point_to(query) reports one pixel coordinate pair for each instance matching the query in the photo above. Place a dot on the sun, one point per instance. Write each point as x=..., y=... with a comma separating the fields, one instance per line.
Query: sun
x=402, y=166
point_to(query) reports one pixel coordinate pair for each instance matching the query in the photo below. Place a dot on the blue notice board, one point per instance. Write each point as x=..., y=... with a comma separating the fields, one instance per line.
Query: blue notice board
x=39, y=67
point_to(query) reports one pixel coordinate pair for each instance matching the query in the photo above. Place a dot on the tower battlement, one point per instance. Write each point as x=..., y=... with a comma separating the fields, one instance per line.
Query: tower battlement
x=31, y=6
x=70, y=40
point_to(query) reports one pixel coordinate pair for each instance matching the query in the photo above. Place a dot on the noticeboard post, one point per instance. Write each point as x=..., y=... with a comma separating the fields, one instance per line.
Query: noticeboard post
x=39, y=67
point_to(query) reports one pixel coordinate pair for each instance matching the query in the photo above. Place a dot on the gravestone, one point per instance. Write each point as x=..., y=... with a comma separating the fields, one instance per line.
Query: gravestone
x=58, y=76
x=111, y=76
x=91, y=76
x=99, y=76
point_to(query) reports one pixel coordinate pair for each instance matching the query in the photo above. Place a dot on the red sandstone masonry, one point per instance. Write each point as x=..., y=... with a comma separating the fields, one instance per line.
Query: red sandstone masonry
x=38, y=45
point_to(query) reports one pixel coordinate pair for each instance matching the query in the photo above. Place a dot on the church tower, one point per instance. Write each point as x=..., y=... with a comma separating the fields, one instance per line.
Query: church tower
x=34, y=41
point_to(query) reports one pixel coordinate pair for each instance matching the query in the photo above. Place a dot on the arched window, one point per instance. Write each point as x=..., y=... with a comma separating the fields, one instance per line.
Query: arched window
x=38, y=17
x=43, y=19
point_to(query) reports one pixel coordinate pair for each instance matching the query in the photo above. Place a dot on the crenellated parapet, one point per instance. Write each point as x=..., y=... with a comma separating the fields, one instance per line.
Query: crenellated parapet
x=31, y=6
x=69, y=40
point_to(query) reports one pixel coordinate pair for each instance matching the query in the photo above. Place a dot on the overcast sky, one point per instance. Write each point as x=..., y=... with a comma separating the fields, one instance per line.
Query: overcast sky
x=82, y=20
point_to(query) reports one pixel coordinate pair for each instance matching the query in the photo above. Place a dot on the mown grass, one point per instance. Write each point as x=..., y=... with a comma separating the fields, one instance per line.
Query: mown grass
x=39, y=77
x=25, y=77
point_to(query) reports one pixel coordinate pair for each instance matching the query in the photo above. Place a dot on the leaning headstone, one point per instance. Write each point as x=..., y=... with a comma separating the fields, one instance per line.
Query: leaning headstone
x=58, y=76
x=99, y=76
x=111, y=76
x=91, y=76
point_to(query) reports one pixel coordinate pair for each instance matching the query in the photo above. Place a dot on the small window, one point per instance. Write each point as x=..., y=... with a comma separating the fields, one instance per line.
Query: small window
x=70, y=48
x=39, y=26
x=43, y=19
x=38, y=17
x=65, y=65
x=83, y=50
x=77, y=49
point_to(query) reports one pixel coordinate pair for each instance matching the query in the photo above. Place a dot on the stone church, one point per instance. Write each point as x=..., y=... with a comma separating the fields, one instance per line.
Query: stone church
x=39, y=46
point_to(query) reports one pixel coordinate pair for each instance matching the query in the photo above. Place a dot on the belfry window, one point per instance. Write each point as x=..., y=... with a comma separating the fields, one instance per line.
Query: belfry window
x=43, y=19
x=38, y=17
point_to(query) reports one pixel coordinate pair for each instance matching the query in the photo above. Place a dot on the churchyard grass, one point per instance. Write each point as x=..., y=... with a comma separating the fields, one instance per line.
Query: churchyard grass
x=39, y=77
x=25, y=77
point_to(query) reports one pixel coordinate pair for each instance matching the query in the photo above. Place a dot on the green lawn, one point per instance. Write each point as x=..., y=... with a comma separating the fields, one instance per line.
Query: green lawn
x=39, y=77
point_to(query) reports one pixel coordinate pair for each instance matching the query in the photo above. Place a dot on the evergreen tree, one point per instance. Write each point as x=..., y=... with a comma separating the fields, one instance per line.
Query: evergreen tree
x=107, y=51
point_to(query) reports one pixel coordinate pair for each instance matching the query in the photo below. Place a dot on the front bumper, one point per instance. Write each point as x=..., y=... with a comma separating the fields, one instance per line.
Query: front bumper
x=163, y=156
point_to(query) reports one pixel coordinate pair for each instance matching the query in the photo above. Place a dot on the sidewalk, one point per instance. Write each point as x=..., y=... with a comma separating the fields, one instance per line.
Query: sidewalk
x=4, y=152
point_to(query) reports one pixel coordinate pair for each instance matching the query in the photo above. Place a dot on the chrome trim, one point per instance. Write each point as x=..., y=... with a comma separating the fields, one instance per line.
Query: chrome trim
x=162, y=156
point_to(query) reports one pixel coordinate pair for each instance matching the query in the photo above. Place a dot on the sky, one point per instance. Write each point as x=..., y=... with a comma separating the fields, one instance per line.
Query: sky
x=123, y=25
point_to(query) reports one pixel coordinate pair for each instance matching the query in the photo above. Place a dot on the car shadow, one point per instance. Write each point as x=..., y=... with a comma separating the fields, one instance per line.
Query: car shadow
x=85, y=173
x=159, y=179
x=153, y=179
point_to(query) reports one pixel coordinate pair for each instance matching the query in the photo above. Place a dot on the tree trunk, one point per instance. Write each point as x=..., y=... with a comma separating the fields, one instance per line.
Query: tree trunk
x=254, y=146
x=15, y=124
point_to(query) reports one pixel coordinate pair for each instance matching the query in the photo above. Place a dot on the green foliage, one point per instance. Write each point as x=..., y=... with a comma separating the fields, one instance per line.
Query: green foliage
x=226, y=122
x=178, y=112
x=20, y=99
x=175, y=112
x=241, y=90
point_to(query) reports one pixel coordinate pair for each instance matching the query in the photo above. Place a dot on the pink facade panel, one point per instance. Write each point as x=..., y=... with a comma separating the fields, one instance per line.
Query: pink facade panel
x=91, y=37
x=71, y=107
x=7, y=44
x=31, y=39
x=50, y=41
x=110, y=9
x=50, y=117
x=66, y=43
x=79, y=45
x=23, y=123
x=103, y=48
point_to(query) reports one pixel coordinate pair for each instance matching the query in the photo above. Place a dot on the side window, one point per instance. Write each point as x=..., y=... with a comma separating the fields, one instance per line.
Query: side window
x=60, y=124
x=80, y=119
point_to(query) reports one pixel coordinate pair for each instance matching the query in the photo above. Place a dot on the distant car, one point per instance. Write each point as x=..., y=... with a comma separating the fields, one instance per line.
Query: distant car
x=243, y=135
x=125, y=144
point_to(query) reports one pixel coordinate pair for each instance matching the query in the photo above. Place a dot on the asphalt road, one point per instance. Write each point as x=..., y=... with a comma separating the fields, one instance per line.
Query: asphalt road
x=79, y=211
+ + + + + + +
**EXERCISE INSTRUCTIONS:** A verbatim transcription is needed of the lines above, starting at the line with "Query: belfry window" and ending at the line with "on the front", both included, and of nothing else.

**RESPONSE BELOW:**
Query: belfry window
x=43, y=19
x=38, y=17
point_to(query) reports one pixel coordinate pair for each instance matching the query in the photo above. Place a dot on the churchyard grass, one point per instance. Write each point as x=..., y=... with a comma separating the fields, one instance per line.
Query: churchyard grass
x=39, y=77
x=25, y=77
point_to(query) reports one pixel coordinate pair for each instance matching the query in the photo above. Place a dot on the green lawn, one point per instance. Write each point as x=..., y=... with a comma separating the fields, one instance per line.
Query: green lawn
x=39, y=77
point_to(query) reports one pixel coordinate pair for each instance matching the query in the photo above. Place a dot on the evergreen tree, one point per instance. Write each point as x=..., y=... with a comma separating the fields, one instance per line.
Query: evergreen tree
x=107, y=51
point_to(query) reports one pixel coordinate pair for each instance matching the query in the photo below. Place a dot on the front bumper, one point per instance. Write each point as x=..., y=... with a comma separating the fields, one instance per line.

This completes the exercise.